■ WHAT THE EXERCISE ASKS ■
Which lines in the listing below contain the string "positive"? Find them and copy each one in full, counting only matches with the same case.

*** SOURCE DATA ***

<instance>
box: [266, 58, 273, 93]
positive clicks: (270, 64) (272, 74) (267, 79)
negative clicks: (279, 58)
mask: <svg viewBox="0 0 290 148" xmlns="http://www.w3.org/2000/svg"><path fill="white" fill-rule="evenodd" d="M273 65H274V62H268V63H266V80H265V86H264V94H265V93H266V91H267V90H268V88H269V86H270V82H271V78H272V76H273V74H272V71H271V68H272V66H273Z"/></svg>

***
*** SOURCE DATA ***

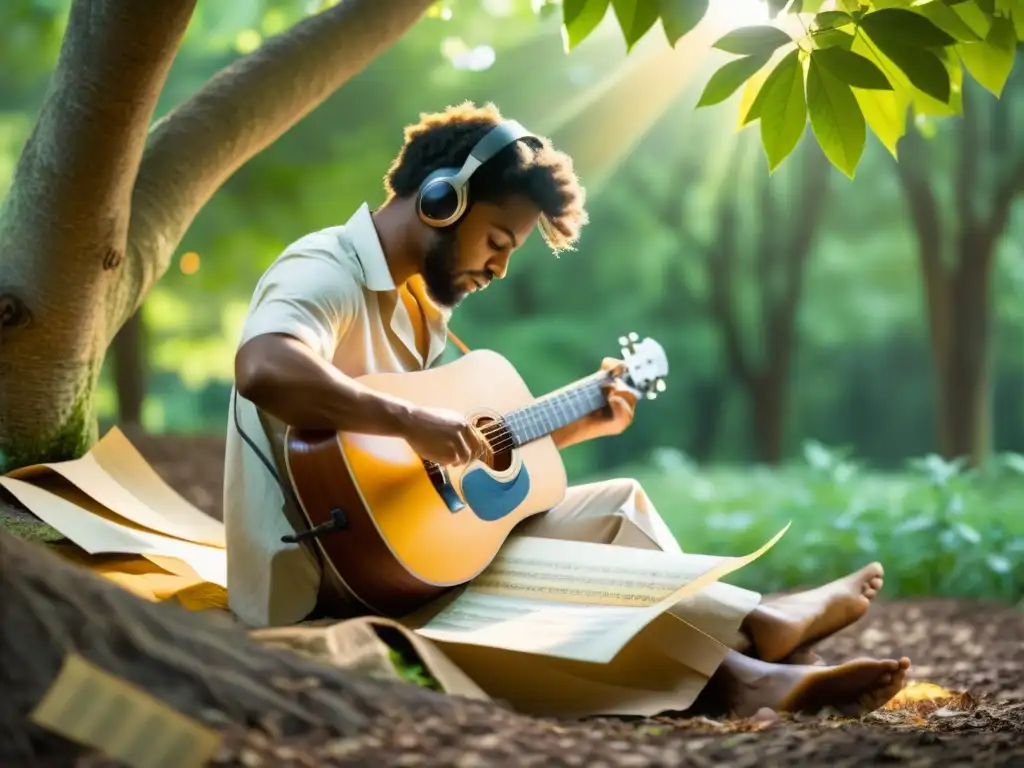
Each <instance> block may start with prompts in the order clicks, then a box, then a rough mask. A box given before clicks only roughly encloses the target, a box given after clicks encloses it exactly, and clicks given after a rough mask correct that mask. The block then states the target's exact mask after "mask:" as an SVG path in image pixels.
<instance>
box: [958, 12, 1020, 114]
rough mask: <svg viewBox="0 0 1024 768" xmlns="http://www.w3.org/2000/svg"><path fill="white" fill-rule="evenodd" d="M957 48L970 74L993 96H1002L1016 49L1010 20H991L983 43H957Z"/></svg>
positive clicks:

***

■ REPLY ■
positive clicks: (270, 64) (272, 74) (267, 79)
positive clicks:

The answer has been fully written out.